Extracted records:
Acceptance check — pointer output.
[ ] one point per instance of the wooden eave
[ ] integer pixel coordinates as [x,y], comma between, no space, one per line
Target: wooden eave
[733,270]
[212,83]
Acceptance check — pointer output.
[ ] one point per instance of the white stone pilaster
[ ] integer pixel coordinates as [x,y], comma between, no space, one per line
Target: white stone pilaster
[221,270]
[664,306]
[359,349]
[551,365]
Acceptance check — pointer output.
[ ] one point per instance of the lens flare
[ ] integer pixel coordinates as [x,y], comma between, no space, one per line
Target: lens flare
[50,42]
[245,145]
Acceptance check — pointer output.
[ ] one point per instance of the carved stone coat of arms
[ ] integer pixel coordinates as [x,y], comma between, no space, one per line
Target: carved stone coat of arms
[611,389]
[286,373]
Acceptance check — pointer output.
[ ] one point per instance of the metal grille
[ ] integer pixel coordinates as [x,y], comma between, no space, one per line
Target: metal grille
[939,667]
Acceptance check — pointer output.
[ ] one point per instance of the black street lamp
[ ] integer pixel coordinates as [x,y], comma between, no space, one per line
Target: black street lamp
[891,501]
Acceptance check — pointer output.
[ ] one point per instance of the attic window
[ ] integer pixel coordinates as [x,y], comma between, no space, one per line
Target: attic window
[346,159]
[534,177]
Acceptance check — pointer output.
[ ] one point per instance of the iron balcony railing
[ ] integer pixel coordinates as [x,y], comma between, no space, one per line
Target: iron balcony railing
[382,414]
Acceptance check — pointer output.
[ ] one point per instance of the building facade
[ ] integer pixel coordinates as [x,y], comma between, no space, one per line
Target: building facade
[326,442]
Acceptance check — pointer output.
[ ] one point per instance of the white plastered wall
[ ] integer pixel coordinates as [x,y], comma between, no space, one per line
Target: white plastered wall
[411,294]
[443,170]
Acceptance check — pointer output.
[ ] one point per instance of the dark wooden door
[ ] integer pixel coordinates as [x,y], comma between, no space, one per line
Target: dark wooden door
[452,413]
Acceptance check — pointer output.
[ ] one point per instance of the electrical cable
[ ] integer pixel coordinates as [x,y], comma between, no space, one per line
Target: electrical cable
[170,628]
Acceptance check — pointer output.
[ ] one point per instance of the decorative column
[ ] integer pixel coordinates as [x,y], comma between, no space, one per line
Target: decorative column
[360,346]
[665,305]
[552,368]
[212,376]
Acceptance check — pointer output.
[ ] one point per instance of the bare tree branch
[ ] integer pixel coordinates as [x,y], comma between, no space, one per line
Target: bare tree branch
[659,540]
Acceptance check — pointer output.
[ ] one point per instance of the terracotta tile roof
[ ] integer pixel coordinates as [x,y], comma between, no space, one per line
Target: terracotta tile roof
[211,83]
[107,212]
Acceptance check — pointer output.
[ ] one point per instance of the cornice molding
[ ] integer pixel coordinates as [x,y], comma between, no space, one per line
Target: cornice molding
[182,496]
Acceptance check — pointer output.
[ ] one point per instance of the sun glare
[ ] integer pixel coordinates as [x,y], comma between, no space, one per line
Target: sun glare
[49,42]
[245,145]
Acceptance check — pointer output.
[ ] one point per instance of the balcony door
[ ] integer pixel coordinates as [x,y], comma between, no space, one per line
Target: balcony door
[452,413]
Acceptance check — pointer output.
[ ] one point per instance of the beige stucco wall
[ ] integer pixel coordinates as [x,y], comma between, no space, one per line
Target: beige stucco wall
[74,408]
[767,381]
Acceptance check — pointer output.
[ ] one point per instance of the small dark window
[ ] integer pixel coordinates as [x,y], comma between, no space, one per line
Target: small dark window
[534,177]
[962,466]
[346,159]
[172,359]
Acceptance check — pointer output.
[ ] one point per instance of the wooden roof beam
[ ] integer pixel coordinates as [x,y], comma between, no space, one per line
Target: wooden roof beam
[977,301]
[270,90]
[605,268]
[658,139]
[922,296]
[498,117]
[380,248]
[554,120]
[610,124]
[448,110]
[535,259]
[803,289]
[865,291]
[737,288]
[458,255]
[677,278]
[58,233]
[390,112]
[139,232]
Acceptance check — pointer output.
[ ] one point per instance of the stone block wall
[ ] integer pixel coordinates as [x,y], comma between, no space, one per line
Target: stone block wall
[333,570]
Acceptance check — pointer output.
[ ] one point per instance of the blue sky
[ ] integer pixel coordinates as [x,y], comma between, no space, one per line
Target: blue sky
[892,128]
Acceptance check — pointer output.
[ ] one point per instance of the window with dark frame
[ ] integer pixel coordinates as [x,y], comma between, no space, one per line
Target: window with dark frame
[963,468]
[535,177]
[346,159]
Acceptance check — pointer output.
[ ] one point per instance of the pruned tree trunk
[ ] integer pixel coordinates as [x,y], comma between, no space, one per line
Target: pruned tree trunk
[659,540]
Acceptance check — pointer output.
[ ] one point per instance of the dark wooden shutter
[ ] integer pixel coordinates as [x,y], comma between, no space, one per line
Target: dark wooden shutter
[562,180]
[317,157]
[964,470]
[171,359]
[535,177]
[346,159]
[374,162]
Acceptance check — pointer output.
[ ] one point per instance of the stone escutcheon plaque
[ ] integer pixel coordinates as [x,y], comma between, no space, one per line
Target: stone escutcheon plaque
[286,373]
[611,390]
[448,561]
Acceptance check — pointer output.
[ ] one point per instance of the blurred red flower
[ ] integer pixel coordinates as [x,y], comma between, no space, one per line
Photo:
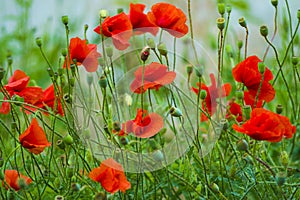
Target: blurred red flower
[144,125]
[119,28]
[111,176]
[139,20]
[85,54]
[246,72]
[155,76]
[266,125]
[34,138]
[17,85]
[210,103]
[169,18]
[12,178]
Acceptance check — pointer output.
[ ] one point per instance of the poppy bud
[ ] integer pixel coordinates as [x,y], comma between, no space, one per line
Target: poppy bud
[221,8]
[175,112]
[246,112]
[215,188]
[240,44]
[295,60]
[221,23]
[151,43]
[284,158]
[264,31]
[199,71]
[100,196]
[65,19]
[189,69]
[261,67]
[124,140]
[103,13]
[229,51]
[145,53]
[60,144]
[239,94]
[2,72]
[158,155]
[102,81]
[109,51]
[116,126]
[68,98]
[89,79]
[64,52]
[279,109]
[59,197]
[242,22]
[228,9]
[68,139]
[203,94]
[242,145]
[280,178]
[274,3]
[162,49]
[38,41]
[75,187]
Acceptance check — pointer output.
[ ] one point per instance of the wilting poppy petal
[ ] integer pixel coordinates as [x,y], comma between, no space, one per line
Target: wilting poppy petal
[139,20]
[155,76]
[168,17]
[111,176]
[119,28]
[266,125]
[34,138]
[12,178]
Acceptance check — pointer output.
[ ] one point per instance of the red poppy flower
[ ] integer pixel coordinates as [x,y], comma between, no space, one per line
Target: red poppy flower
[50,100]
[236,111]
[210,103]
[266,125]
[168,17]
[144,125]
[12,178]
[17,85]
[34,138]
[247,73]
[119,28]
[139,20]
[155,76]
[111,176]
[85,54]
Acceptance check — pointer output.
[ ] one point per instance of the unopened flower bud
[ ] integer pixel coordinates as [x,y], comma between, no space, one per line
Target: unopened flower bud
[109,51]
[145,53]
[279,109]
[261,67]
[221,8]
[102,81]
[284,158]
[242,145]
[189,69]
[221,23]
[295,60]
[103,13]
[68,139]
[280,178]
[38,41]
[151,43]
[65,19]
[246,112]
[242,22]
[264,31]
[274,3]
[162,49]
[175,112]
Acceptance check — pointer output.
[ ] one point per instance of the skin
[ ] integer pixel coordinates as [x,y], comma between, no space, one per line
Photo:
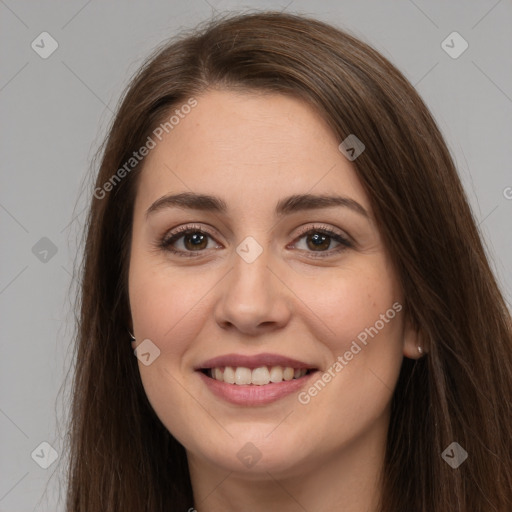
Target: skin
[251,150]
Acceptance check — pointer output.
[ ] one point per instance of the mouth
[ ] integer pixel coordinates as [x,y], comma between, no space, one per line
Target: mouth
[260,376]
[254,380]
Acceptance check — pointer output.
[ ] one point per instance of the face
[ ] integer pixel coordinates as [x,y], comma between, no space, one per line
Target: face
[267,281]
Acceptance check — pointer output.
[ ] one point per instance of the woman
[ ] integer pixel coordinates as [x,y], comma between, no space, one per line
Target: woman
[278,233]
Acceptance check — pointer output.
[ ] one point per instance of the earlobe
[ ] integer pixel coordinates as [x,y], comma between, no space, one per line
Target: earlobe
[414,346]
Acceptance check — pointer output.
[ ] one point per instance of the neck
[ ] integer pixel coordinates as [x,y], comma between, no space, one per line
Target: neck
[347,479]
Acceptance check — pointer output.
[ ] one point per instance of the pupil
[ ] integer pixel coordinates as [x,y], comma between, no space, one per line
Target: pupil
[196,239]
[319,241]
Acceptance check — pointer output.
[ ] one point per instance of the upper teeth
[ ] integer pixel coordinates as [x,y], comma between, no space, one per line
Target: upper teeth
[258,376]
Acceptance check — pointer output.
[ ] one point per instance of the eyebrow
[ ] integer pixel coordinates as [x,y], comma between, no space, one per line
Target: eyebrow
[286,206]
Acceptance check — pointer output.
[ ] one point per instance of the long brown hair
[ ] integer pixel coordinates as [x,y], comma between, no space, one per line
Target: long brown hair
[122,458]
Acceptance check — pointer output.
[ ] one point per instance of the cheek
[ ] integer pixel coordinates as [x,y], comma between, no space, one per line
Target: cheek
[351,303]
[166,306]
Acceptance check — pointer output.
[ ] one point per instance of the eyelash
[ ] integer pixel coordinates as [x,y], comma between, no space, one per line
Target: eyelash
[166,242]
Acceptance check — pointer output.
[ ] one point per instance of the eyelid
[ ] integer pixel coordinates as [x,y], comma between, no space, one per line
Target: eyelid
[343,239]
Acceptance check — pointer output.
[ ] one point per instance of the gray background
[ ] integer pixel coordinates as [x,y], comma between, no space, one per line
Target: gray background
[55,112]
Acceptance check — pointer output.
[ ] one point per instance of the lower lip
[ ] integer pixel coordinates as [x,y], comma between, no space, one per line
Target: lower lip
[252,395]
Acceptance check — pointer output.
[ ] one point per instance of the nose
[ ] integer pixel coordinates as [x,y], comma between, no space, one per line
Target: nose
[253,298]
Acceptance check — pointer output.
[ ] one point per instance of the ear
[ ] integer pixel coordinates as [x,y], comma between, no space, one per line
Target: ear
[414,346]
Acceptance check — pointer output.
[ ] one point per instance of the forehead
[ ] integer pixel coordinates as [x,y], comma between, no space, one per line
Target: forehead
[246,145]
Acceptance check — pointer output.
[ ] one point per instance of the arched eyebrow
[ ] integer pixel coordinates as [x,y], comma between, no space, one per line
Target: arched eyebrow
[286,206]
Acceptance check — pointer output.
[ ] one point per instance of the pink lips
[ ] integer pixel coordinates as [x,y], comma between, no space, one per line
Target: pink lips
[251,395]
[265,359]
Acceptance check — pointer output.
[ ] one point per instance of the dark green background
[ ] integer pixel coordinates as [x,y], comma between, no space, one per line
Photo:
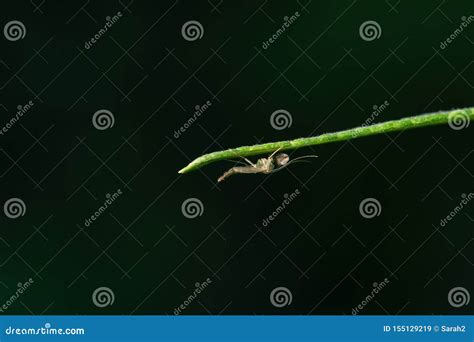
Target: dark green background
[418,176]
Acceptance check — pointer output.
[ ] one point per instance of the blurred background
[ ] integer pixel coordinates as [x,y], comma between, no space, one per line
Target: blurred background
[116,96]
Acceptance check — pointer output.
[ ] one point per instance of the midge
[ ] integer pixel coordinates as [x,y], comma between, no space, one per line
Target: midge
[275,162]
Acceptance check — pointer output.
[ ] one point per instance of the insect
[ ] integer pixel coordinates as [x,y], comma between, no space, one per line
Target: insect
[275,162]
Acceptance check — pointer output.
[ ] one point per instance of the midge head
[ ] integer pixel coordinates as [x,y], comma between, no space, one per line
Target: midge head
[275,162]
[281,159]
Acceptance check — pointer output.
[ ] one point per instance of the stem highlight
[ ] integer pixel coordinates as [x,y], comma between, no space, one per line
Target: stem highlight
[457,119]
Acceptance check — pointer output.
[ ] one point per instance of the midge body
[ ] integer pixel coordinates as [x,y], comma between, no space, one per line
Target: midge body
[456,118]
[268,165]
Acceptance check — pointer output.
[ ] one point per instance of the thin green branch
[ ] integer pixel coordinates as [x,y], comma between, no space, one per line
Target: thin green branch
[457,119]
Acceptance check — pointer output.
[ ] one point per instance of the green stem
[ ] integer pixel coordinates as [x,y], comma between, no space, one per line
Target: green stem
[456,118]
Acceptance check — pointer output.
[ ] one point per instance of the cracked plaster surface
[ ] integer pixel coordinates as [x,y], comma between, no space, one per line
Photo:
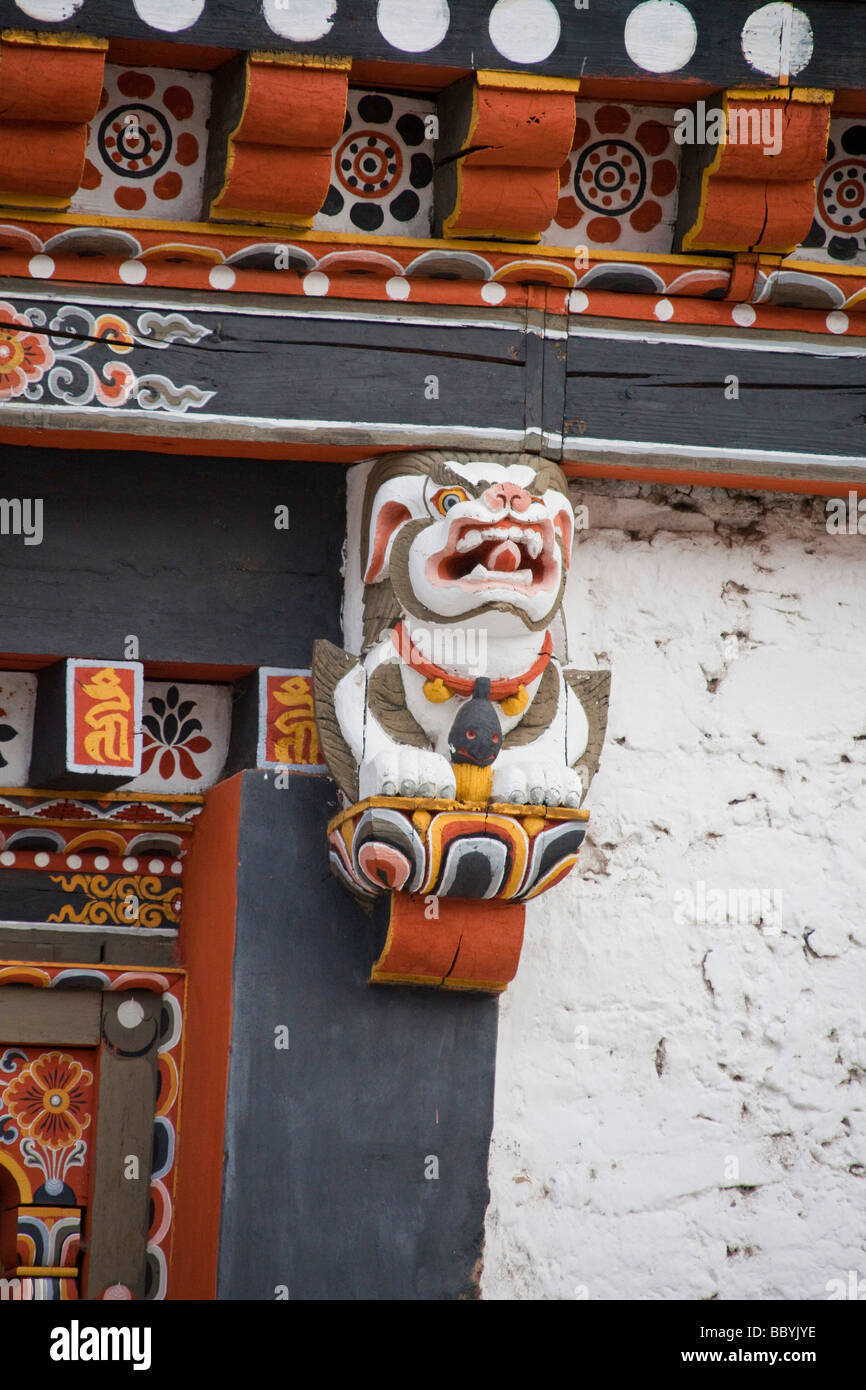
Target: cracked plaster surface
[681,1075]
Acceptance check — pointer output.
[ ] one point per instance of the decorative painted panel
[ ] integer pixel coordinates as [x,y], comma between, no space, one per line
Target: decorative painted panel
[287,726]
[381,174]
[185,736]
[619,185]
[46,1107]
[171,986]
[838,227]
[146,145]
[103,712]
[17,708]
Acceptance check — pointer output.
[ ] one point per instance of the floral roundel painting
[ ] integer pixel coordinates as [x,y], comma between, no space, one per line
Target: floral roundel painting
[619,185]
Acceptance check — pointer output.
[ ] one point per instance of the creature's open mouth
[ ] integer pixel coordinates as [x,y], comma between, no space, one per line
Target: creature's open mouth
[506,552]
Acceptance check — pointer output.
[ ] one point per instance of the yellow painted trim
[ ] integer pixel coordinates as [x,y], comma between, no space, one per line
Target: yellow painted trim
[36,200]
[63,41]
[526,81]
[230,143]
[300,224]
[363,241]
[300,60]
[812,96]
[823,267]
[22,1182]
[473,123]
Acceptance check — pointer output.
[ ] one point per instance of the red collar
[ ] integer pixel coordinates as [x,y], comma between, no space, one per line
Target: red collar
[463,684]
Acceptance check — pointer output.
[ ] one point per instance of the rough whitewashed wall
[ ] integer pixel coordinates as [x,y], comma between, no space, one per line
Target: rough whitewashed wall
[680,1104]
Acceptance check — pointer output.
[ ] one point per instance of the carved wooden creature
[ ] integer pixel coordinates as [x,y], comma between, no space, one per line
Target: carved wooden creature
[462,747]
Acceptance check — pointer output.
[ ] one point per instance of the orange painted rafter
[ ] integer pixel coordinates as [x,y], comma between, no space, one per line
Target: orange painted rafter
[49,91]
[756,200]
[278,154]
[505,138]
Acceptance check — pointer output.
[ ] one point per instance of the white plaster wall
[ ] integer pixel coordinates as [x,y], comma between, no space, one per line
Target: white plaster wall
[642,1061]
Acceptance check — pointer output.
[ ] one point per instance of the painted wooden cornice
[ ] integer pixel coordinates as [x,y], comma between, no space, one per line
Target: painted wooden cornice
[275,121]
[502,141]
[49,91]
[742,198]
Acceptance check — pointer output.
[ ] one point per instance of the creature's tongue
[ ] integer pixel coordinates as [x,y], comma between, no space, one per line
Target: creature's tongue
[503,556]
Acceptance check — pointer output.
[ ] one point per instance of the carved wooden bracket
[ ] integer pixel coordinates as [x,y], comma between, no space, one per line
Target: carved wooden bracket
[503,136]
[50,86]
[275,121]
[754,188]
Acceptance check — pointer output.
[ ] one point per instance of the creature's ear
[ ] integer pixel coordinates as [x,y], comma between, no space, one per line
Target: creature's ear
[563,520]
[395,503]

Problem to solve
Locate every line in the records above that contains the word "metal" and copy each of those lines.

Response to this exercise
[ ] one point per instance of the metal grille
Target: metal grille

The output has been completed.